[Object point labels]
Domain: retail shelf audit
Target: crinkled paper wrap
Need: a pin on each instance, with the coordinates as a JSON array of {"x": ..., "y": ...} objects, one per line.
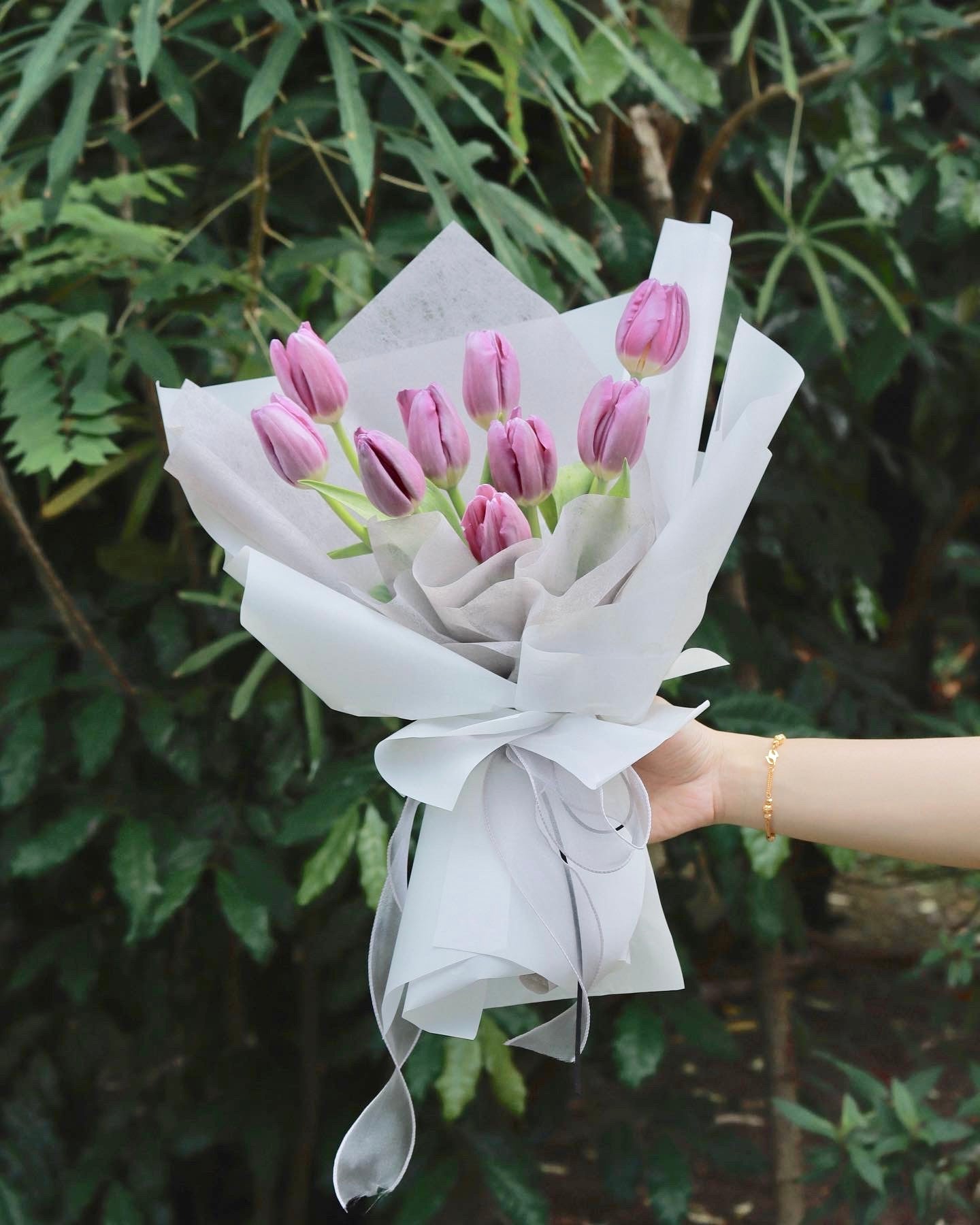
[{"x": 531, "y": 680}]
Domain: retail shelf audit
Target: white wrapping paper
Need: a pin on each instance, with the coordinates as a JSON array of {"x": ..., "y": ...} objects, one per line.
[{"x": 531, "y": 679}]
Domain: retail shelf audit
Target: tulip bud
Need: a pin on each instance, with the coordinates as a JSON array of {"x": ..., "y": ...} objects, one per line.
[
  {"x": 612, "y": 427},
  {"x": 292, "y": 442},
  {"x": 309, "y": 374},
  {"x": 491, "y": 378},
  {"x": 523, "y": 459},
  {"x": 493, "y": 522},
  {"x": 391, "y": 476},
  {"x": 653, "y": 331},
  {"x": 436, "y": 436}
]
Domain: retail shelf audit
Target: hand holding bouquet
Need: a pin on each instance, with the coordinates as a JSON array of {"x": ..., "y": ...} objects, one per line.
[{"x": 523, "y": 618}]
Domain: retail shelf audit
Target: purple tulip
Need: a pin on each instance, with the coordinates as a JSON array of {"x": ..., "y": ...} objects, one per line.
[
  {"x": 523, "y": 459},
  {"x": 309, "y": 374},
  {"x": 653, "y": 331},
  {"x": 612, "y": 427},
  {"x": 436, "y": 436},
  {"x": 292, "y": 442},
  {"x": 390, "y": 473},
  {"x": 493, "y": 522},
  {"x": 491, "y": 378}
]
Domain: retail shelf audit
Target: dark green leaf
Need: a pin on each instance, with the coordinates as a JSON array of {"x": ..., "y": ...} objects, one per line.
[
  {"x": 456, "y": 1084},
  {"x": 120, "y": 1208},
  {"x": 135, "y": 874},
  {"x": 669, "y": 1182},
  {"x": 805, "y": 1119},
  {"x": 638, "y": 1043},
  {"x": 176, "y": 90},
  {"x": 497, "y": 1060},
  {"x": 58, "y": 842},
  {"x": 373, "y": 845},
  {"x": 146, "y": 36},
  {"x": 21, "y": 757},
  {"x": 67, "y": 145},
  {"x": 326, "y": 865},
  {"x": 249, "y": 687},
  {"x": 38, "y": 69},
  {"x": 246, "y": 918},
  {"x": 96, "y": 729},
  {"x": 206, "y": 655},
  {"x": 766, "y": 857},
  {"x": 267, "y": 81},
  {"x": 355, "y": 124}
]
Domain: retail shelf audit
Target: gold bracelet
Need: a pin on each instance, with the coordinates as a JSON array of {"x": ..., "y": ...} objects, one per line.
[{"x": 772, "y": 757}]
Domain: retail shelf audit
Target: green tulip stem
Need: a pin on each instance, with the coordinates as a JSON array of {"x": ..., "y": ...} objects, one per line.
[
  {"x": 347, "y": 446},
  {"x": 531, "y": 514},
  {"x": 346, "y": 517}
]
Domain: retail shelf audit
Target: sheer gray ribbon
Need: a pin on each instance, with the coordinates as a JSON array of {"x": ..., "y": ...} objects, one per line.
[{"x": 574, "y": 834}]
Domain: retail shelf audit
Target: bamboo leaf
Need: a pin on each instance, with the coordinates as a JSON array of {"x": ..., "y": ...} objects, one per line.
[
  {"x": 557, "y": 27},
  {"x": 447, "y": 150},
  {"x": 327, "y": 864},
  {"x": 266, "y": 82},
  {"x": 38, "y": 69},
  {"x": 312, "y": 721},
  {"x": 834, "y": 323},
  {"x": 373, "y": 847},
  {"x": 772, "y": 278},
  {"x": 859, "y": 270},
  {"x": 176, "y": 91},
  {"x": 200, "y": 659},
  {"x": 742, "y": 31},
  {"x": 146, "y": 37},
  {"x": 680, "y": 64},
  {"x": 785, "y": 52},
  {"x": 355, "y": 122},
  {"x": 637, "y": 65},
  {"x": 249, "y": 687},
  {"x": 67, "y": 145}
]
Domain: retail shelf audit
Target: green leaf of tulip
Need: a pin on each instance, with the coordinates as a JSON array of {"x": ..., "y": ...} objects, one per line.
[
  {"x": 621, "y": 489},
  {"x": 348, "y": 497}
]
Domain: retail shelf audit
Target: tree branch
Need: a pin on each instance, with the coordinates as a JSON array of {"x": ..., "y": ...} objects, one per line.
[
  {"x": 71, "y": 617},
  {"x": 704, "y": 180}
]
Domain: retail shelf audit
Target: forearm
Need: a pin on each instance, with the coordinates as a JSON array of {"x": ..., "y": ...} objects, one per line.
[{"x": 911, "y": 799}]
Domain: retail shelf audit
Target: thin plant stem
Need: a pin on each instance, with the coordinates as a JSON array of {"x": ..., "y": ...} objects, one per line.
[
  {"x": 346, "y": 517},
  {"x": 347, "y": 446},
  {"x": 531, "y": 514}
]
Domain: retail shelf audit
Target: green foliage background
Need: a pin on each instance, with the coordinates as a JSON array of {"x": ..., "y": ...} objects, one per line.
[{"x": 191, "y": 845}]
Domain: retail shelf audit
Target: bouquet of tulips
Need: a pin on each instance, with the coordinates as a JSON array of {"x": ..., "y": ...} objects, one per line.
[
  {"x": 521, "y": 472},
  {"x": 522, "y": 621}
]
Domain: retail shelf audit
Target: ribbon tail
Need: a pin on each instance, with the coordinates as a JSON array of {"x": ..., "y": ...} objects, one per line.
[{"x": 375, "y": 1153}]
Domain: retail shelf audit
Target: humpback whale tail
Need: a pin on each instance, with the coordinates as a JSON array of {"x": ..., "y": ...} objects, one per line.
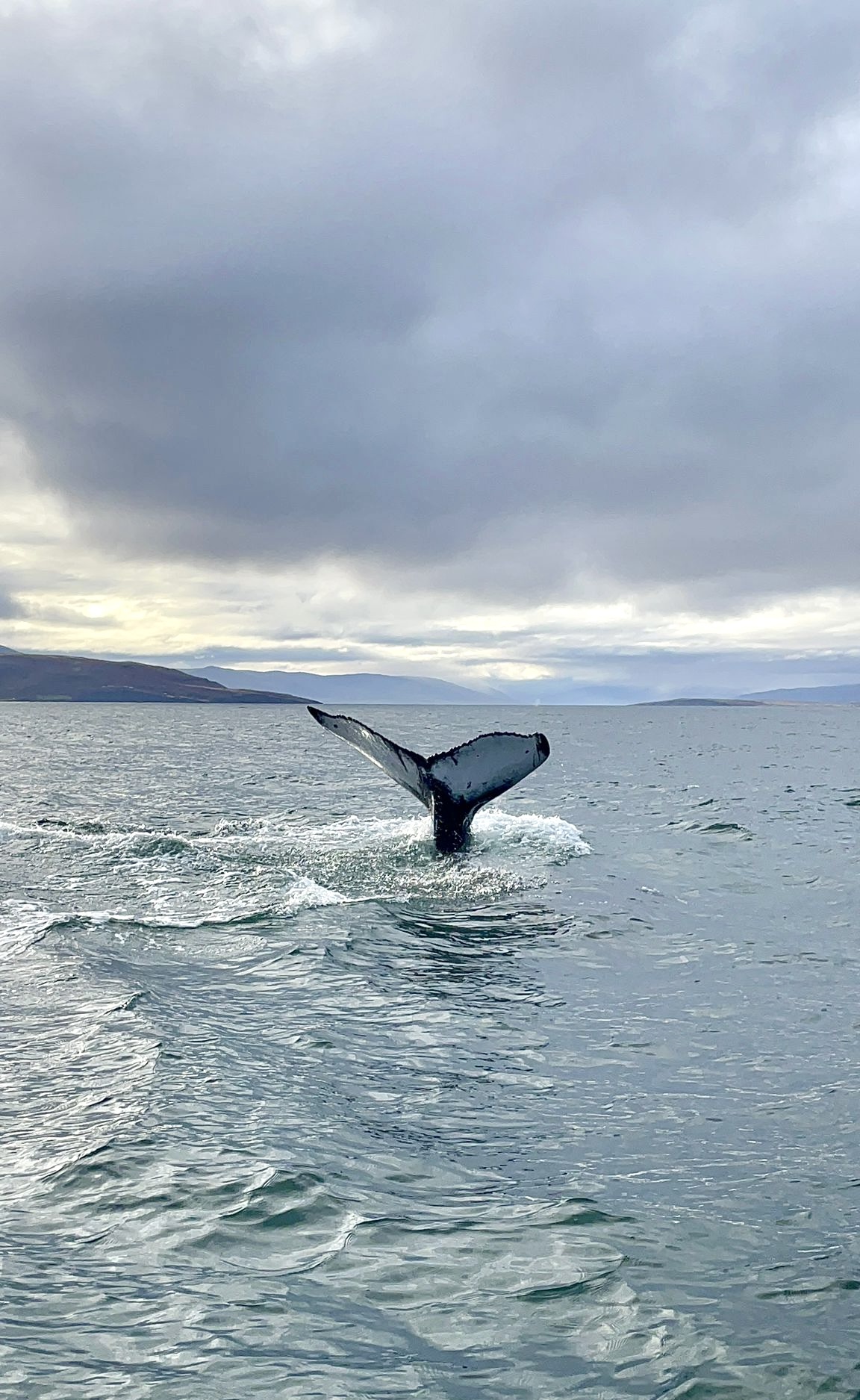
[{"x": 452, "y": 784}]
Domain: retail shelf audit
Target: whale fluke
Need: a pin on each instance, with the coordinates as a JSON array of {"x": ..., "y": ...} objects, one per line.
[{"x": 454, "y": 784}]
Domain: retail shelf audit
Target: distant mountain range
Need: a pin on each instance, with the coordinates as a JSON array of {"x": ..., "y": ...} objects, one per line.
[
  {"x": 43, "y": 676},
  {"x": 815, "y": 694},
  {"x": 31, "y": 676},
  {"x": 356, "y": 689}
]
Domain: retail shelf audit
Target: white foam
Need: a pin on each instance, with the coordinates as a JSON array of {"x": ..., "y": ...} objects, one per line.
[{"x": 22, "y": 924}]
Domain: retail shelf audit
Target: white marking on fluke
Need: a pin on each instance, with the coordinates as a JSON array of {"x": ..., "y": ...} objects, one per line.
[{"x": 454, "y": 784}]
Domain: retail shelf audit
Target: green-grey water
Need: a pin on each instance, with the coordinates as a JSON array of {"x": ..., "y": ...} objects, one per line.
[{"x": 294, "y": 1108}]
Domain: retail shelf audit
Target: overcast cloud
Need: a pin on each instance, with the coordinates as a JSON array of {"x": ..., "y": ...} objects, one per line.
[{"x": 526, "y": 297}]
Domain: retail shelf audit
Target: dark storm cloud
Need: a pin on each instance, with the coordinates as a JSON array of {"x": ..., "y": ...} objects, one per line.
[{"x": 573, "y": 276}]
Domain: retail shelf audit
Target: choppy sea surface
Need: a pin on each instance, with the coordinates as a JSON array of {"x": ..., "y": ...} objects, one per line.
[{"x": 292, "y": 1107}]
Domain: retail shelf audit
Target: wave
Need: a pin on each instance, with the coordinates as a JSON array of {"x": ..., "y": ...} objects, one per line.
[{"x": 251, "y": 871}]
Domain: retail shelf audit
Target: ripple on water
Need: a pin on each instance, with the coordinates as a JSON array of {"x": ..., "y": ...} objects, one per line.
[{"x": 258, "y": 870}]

**WORK REQUIRED:** Return each line of the data, keeping its wording exact and omitting pictures.

**SOLUTION FOR THIS PROBLEM:**
Domain: retail shelf audit
Target: crinkled paper wrap
Need: a pin on each instance, with the coordinates as a JSON array of {"x": ..., "y": ...} objects, one per line.
[{"x": 531, "y": 680}]
Domain: retail shelf audit
Target: white wrapping paper
Need: a pin on each instance, with the coordinates as a JSON array of {"x": ..., "y": ...} objects, one per line.
[{"x": 531, "y": 679}]
Domain: retail shelf audit
Target: tulip bud
Need: a pin on each instance, with the coordinates as a JSON array of {"x": ..., "y": ...} objects, one per line.
[
  {"x": 612, "y": 427},
  {"x": 292, "y": 442},
  {"x": 309, "y": 374},
  {"x": 491, "y": 378},
  {"x": 523, "y": 459},
  {"x": 493, "y": 522},
  {"x": 391, "y": 476},
  {"x": 653, "y": 331},
  {"x": 436, "y": 436}
]
Domain: retail shelf audit
Target: hand holding bouquet
Need: a pin on each instance, with the coordinates as a JSON array of {"x": ..., "y": ...} objects, one per line.
[{"x": 523, "y": 618}]
Domain: retail shelf audit
Target: purple tulip
Need: a pin on each instance, with the coordinates as a JSON array of {"x": ..., "y": ...} objects, one per line.
[
  {"x": 523, "y": 459},
  {"x": 309, "y": 374},
  {"x": 653, "y": 331},
  {"x": 612, "y": 427},
  {"x": 436, "y": 436},
  {"x": 292, "y": 442},
  {"x": 390, "y": 473},
  {"x": 493, "y": 522},
  {"x": 491, "y": 378}
]
Domain: retail shelf audit
Target: dark green leaf
Need: a pin on each instance, with the coordinates as a JSON array of {"x": ..., "y": ...} objects, one per line.
[
  {"x": 456, "y": 1084},
  {"x": 120, "y": 1208},
  {"x": 135, "y": 874},
  {"x": 669, "y": 1182},
  {"x": 805, "y": 1119},
  {"x": 638, "y": 1043},
  {"x": 176, "y": 90},
  {"x": 497, "y": 1060},
  {"x": 58, "y": 842},
  {"x": 373, "y": 845},
  {"x": 146, "y": 36},
  {"x": 21, "y": 757},
  {"x": 67, "y": 145},
  {"x": 326, "y": 865},
  {"x": 249, "y": 687},
  {"x": 38, "y": 69},
  {"x": 246, "y": 918},
  {"x": 96, "y": 729},
  {"x": 206, "y": 655},
  {"x": 766, "y": 857},
  {"x": 267, "y": 81},
  {"x": 355, "y": 124}
]
Domain: retail shelf audit
Target: gold bracelet
Need: a pin on each instance, with the coordinates as a JSON array of {"x": ..., "y": ...} objects, one per line.
[{"x": 772, "y": 757}]
Domain: retail shelf audit
Target: green tulip stem
Need: a pin on each instance, with the coordinates as a JSON array of {"x": ..., "y": ...} objects, one per line.
[
  {"x": 347, "y": 446},
  {"x": 531, "y": 514},
  {"x": 346, "y": 517}
]
Domain: retail shelf audit
Target: sheer gray ribbon
Need: a pin on each instance, with the coordinates as a JSON array of {"x": ..., "y": ...} objects, one per line.
[{"x": 574, "y": 834}]
Domain: retail shelf audit
Target: bamboo leaf
Need: a pin on each instance, with the coordinates as a JSON array of {"x": ..., "y": ...} objects, one per line.
[
  {"x": 557, "y": 27},
  {"x": 447, "y": 150},
  {"x": 327, "y": 864},
  {"x": 266, "y": 82},
  {"x": 38, "y": 69},
  {"x": 312, "y": 721},
  {"x": 834, "y": 323},
  {"x": 373, "y": 847},
  {"x": 772, "y": 278},
  {"x": 859, "y": 270},
  {"x": 176, "y": 91},
  {"x": 200, "y": 659},
  {"x": 742, "y": 31},
  {"x": 146, "y": 37},
  {"x": 680, "y": 64},
  {"x": 785, "y": 52},
  {"x": 355, "y": 122},
  {"x": 637, "y": 65},
  {"x": 249, "y": 687},
  {"x": 67, "y": 145}
]
Domain: retail shelf audit
Target: green leaf of tulip
Need: a pin on each instance, with the coordinates as a JSON array of {"x": ..., "y": ...} objects, one per line.
[
  {"x": 621, "y": 489},
  {"x": 348, "y": 497}
]
Domain: retail shelf audit
Target: tree branch
Need: a pin on each instance, with the coordinates as a JSON array of {"x": ..., "y": ...} objects, one per line.
[
  {"x": 71, "y": 617},
  {"x": 704, "y": 180}
]
Domain: retail shelf audit
Target: forearm
Need: a pin on each instance, with the coordinates as a JSON array of {"x": ..., "y": ...} objects, one per line.
[{"x": 911, "y": 799}]
Domain: retail shelf audit
Target: thin plant stem
Need: a pin on each instance, with the coordinates as a JSON array of {"x": ..., "y": ...} objects, one per line.
[
  {"x": 346, "y": 517},
  {"x": 347, "y": 446},
  {"x": 531, "y": 514}
]
Domain: retail shelf audit
Target: green foliage background
Need: a pin on each instance, with the coordinates as a JSON array of {"x": ..., "y": ...} objects, one per line.
[{"x": 191, "y": 845}]
Domain: retail shelf audit
Target: bouquet of tulips
Need: a pin on each instance, with the coordinates as a JSON array of {"x": ..., "y": ...} objects, one per line.
[
  {"x": 521, "y": 472},
  {"x": 522, "y": 621}
]
Domain: retail shelf audit
Target: ribbon tail
Need: a pin on each instance, with the coordinates as a JSON array of {"x": ..., "y": ...} objects, one per line.
[{"x": 375, "y": 1153}]
Domain: retail shelf audit
Target: humpback whale tail
Need: a pin on each instance, with the coordinates as a JSON array of {"x": ..., "y": ...} objects, one per line.
[{"x": 452, "y": 784}]
Domain: retail shelf audit
Target: whale fluke
Need: a pin on each instance, with the coordinates as a JSON array of {"x": ..., "y": ...} objects, one per line.
[{"x": 454, "y": 784}]
Domain: retail shelf audit
Target: distant mountain range
Need: a pin on each instance, with the coordinates as a JSON array of {"x": ..., "y": ...} objects, one per line.
[
  {"x": 43, "y": 676},
  {"x": 815, "y": 694},
  {"x": 31, "y": 676},
  {"x": 356, "y": 689}
]
Domain: retail shelf audit
Target: white foam
Need: a pin on each instance, with the coordinates as a JSON array of {"x": ..., "y": ...} objects, one per line.
[{"x": 22, "y": 924}]
Domain: retail shelf audit
Target: white marking on fluke
Need: a pin on each instance, with the coordinates as a JSON array of {"x": ..., "y": ...} objects, one per line.
[{"x": 454, "y": 784}]
Domain: retail shelf audit
Target: green-grey water
Need: a pin on each instance, with the coordinates as a JSON array of {"x": ..., "y": ...} objects, one per line.
[{"x": 294, "y": 1108}]
Domain: retail shelf audit
Target: overcast cloud
Need: a pin on each instance, with the coordinates as a JSON array of {"x": ..., "y": ...} objects, one per line.
[{"x": 526, "y": 297}]
Domain: retail shelf audit
Target: dark storm cloud
Need: a pin on each instance, with the coordinates as a JSON array of {"x": ..., "y": ...} objects, one per line.
[{"x": 573, "y": 276}]
Domain: retail shelf audit
Target: choppy sea surface
Need: a pin on each instance, with the coordinates as a JSON array of {"x": ..., "y": ...} objects, one per line.
[{"x": 292, "y": 1107}]
Domain: retail shelf audit
Target: wave
Need: a pin on each instance, with the coordinates as a JSON array of {"x": ..., "y": ...} objects, one per line.
[{"x": 251, "y": 871}]
Domain: retail shelf audit
Target: ripple on water
Need: a pin on each instance, with the coordinates as a JSON array of {"x": ..., "y": ...} objects, one per line.
[{"x": 258, "y": 870}]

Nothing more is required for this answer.